Actions to take.
**A)** In the article on the Siemens energy spin-off, return word for word everything from "The novel coronavirus" down to "in September 2020.".
**B)** According to the Siemens energy article, why is Siemens stepping back from the gas and power business? Answer in one to three sentences.
**C)** Answer these questions from the article on the Siemens energy spin-off:
(i) What share of its energy business has Siemens decided to give to shareholders?
(ii) What sales figure did Siemens Energy previously have?
(iii) Roughly how much is Siemens investing to wind up its energy business?

The novel coronavirus outbreak which has disrupted industries worldwide, and increasing shift towards renewable energy has taken a toll on the energy business of German multinational conglomerate Siemens AG. Given to sprawling business losses, Siemens has recently decided to give 55% of its energy business to shareholders following the unit’s spin-off in September 2020.

Following this move, the company plans to reduce its remaining 45% stake within 12 to 18 months after the shares are listed in September. It is expected to be one of the biggest IPOs held this year as companies have circumvent the market since the coronavirus outbreak spread globally.

Reports claim that Siemens has not given any details about the market capitalization of Siemens Energy, which previously had sales of $31.82 billion. Though, it is claimed that the Munich-based Siemens is stepping back from the gas and power business as customers continue to refrain from traditional fossil fuels and prefer renewable sources to generate electricity.

Siemens is investing around 110 million euros to wind-up its energy business and focus on sectors like factory automation, transport and smart buildings. Its share in the industrial sector has also plummeted over the past decade, as weaker performing units like power and gas have dragged on results.

Records provided.
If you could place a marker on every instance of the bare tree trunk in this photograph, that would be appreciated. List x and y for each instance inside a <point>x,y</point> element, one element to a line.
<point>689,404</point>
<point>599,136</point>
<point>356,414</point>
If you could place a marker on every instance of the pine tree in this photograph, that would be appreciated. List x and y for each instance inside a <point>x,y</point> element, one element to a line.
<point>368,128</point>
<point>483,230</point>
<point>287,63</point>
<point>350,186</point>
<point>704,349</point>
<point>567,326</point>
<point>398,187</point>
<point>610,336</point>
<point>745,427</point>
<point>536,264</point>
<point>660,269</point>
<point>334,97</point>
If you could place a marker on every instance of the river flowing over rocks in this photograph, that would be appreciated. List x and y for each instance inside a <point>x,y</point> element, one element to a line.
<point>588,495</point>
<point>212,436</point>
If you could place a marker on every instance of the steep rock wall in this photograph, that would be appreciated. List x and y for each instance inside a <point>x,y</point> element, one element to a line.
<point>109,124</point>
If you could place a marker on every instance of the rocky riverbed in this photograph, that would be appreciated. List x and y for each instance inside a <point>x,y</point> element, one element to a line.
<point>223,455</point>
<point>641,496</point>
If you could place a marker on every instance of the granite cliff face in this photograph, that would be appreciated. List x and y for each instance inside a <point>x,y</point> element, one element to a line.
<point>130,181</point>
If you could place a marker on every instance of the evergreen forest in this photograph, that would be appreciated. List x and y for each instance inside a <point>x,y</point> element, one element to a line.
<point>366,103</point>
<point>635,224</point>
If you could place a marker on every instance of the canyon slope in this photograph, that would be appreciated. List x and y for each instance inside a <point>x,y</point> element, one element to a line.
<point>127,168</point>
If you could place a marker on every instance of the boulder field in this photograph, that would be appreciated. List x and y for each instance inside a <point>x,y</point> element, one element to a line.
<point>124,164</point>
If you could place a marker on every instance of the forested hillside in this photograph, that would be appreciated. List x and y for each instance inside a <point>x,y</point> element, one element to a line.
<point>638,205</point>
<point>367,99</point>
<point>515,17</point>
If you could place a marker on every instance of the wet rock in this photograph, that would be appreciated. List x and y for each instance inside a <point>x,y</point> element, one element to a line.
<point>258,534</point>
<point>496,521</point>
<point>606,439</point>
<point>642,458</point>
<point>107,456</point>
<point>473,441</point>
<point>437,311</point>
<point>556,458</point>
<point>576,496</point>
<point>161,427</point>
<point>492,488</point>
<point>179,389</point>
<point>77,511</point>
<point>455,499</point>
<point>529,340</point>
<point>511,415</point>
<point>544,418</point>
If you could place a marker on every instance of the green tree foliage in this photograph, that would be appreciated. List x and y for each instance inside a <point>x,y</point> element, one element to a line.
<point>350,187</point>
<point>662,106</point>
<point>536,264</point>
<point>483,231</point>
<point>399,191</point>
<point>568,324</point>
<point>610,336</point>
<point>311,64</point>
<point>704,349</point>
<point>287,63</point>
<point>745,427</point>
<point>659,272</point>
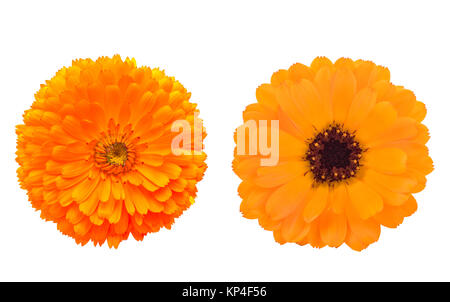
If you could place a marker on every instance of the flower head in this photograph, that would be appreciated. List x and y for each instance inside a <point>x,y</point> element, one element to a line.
<point>351,154</point>
<point>95,151</point>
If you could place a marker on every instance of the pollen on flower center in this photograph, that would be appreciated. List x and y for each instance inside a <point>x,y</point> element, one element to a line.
<point>117,154</point>
<point>333,155</point>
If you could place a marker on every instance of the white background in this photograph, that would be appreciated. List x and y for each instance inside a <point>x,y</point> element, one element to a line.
<point>221,51</point>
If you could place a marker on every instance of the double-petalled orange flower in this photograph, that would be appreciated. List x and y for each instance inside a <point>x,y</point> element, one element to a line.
<point>351,154</point>
<point>95,151</point>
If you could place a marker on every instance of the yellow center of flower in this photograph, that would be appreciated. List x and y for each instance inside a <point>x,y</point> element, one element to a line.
<point>115,151</point>
<point>334,155</point>
<point>117,154</point>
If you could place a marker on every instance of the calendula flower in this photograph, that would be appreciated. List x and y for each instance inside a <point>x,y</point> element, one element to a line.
<point>95,151</point>
<point>351,154</point>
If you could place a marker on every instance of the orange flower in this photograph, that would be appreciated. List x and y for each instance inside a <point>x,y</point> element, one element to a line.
<point>351,154</point>
<point>95,151</point>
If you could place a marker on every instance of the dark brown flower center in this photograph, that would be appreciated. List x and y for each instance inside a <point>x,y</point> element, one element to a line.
<point>334,155</point>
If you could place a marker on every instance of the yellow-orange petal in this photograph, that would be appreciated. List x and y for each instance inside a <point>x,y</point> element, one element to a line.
<point>387,160</point>
<point>364,199</point>
<point>285,199</point>
<point>316,203</point>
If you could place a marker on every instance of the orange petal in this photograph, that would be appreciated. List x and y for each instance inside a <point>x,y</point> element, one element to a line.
<point>155,176</point>
<point>387,160</point>
<point>333,228</point>
<point>265,96</point>
<point>379,120</point>
<point>389,197</point>
<point>269,177</point>
<point>285,199</point>
<point>361,106</point>
<point>343,89</point>
<point>403,128</point>
<point>364,199</point>
<point>316,203</point>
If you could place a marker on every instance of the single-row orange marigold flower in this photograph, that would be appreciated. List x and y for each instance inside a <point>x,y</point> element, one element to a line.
<point>351,154</point>
<point>95,151</point>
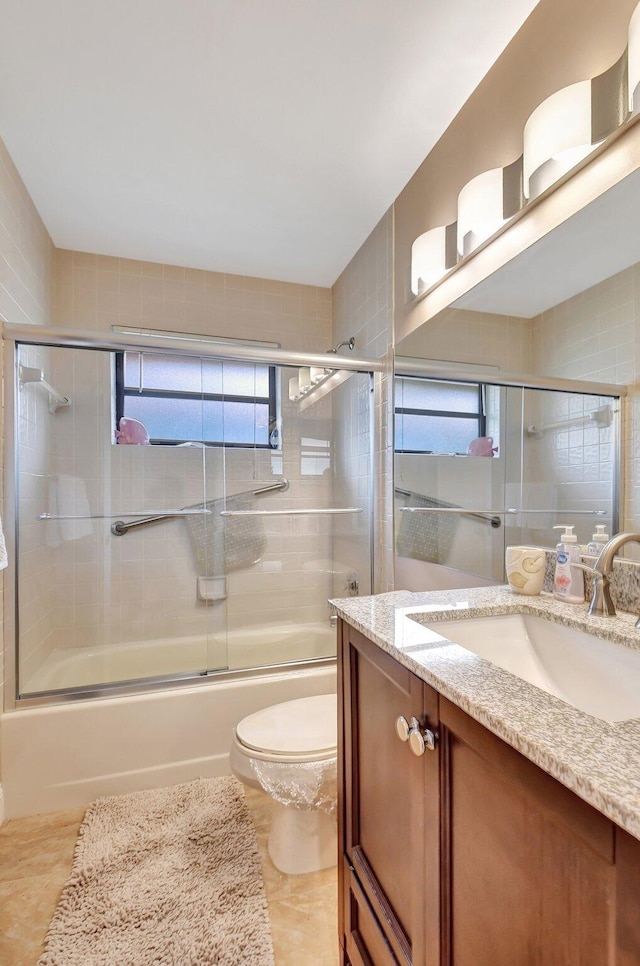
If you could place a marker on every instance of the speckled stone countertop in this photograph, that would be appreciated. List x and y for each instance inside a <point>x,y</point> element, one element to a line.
<point>598,760</point>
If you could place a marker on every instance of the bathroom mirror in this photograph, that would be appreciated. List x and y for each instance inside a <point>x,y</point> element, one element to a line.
<point>561,313</point>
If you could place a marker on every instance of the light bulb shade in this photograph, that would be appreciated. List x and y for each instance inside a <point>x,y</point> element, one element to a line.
<point>432,255</point>
<point>480,210</point>
<point>633,60</point>
<point>304,379</point>
<point>556,137</point>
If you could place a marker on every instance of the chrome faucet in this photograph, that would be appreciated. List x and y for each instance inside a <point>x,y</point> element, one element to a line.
<point>601,603</point>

Numbered responses.
**A)**
The novel coronavirus outbreak which has disrupted industries worldwide, and increasing shift towards renewable energy has taken a toll on the energy business of German multinational conglomerate Siemens AG. Given to sprawling business losses, Siemens has recently decided to give 55% of its energy business to shareholders following the unit’s spin-off in September 2020.

**B)** Customers continue to turn away from traditional fossil fuels and prefer renewable sources for generating electricity.

**C)**
(i) 55%
(ii) $31.82 billion
(iii) Around 110 million euros